» What you should do: For the word "buildings", state how many lines below contain it. Give no other text.

Top of Supplied records

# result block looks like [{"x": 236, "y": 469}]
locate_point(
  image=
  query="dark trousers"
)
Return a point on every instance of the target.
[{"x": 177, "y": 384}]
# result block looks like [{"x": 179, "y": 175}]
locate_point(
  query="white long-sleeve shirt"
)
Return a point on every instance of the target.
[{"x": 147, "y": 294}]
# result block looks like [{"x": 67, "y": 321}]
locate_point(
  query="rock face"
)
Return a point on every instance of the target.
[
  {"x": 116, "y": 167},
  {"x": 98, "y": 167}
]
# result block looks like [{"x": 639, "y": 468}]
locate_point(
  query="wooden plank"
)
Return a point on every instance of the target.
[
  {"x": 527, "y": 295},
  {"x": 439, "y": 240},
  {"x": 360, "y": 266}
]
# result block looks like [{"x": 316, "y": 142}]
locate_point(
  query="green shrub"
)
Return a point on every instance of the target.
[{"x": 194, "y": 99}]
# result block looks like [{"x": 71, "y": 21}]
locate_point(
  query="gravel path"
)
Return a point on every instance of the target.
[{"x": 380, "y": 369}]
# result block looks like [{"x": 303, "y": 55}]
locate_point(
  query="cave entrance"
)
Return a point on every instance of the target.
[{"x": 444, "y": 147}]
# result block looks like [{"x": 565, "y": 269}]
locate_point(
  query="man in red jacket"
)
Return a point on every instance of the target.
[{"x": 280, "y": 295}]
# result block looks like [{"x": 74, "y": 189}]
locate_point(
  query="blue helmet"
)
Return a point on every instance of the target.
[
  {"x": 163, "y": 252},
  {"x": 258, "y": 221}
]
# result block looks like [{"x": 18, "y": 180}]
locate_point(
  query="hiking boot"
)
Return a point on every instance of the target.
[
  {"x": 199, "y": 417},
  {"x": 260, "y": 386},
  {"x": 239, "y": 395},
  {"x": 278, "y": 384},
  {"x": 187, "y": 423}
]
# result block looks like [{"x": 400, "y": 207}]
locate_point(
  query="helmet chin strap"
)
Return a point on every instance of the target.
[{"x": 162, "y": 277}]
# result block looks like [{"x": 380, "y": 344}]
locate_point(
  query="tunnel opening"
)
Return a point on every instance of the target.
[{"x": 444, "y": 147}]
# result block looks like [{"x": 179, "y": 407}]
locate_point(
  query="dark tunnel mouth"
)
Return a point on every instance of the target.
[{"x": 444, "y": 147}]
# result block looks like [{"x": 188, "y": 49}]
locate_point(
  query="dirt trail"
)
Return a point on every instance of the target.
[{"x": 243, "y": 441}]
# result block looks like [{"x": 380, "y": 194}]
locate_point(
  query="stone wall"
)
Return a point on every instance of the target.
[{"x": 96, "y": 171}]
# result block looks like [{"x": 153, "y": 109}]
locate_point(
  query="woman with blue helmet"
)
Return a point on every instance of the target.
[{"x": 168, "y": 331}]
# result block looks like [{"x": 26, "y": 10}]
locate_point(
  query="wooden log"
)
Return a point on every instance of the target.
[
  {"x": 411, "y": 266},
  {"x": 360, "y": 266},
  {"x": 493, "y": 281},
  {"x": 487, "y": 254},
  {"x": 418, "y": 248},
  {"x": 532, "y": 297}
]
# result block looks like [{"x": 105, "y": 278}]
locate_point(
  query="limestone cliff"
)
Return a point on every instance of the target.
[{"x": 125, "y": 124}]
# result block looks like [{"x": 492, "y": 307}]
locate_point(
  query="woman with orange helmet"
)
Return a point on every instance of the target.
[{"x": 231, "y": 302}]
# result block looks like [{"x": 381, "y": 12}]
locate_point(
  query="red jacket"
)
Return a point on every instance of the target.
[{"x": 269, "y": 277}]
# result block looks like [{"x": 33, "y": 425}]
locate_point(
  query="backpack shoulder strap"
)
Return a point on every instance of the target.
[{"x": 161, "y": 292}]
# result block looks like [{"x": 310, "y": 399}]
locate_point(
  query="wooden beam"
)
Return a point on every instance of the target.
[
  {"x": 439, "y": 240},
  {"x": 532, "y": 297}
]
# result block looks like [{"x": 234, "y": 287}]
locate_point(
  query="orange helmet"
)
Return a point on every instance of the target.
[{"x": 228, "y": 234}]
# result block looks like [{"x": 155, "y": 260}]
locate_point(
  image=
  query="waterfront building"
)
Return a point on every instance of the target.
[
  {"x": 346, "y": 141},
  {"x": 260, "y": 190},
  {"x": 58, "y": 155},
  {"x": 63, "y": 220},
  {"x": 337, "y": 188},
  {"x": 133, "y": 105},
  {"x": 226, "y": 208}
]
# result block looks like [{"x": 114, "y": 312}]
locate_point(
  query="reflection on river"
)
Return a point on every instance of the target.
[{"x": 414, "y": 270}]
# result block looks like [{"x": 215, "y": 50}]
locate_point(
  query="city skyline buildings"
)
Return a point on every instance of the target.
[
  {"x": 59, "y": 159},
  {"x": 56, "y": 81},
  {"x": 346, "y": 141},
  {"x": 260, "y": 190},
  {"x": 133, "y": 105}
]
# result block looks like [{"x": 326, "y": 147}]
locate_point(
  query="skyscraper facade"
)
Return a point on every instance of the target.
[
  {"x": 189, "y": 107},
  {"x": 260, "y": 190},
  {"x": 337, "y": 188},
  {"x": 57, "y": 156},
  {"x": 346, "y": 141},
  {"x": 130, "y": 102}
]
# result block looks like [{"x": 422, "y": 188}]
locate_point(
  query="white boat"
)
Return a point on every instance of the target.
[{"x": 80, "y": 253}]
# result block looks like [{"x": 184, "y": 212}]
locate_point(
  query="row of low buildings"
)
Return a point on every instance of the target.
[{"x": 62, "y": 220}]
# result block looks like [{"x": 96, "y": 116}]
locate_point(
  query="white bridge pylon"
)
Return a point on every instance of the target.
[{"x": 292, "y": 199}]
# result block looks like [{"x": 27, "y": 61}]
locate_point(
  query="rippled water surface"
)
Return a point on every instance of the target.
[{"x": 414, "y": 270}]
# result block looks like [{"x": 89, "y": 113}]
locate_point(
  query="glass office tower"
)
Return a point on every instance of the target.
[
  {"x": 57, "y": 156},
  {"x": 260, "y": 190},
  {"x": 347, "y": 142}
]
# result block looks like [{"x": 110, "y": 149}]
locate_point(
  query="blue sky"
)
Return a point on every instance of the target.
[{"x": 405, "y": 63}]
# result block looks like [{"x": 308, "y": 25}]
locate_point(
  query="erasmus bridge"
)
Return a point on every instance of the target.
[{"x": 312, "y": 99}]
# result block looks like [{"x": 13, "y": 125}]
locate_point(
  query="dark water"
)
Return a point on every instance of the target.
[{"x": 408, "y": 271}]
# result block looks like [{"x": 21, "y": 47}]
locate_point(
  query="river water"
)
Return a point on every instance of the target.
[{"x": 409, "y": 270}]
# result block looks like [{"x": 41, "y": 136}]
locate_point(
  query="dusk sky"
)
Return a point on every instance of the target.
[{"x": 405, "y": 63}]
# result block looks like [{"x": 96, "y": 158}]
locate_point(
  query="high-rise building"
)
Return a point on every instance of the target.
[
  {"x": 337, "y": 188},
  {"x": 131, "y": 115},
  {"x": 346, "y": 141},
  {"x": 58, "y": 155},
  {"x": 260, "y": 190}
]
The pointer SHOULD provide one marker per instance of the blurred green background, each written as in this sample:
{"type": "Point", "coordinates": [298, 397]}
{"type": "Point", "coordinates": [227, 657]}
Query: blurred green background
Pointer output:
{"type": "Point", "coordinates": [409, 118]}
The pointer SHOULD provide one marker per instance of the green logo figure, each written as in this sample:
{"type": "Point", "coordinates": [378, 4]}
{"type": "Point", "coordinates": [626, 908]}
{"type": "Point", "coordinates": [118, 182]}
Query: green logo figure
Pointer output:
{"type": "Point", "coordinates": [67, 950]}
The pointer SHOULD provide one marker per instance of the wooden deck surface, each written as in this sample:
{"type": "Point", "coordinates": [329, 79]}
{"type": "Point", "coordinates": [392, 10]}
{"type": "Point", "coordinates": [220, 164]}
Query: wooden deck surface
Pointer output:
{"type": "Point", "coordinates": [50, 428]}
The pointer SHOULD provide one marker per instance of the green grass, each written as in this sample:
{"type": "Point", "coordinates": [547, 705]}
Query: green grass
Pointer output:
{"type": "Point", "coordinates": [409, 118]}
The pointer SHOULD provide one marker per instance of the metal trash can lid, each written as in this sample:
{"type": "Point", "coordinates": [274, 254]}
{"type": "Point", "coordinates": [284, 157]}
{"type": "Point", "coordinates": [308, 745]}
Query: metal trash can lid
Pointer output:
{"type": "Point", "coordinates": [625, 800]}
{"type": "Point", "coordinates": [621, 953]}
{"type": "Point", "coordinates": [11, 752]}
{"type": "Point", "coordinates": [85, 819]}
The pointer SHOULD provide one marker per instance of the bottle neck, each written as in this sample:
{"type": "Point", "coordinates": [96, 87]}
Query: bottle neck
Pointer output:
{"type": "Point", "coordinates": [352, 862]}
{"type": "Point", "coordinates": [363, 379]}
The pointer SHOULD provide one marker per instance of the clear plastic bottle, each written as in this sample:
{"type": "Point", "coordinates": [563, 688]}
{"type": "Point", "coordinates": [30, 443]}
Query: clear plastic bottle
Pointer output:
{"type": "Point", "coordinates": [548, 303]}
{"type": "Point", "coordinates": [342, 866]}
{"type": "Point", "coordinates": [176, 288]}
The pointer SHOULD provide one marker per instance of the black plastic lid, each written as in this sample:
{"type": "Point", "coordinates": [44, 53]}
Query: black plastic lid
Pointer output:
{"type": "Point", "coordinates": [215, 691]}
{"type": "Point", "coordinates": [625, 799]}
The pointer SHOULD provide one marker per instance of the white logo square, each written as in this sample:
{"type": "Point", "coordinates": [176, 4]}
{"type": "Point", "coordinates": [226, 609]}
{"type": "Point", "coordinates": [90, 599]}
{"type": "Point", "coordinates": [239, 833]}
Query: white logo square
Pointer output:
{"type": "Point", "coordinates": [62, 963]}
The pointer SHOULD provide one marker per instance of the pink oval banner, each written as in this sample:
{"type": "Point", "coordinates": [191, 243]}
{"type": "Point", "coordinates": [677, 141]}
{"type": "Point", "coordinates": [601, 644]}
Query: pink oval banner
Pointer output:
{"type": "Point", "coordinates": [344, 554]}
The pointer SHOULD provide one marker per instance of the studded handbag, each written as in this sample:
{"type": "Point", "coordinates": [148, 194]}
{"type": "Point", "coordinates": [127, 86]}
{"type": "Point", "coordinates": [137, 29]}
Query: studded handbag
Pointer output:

Bottom of Supplied records

» Worked solution: 2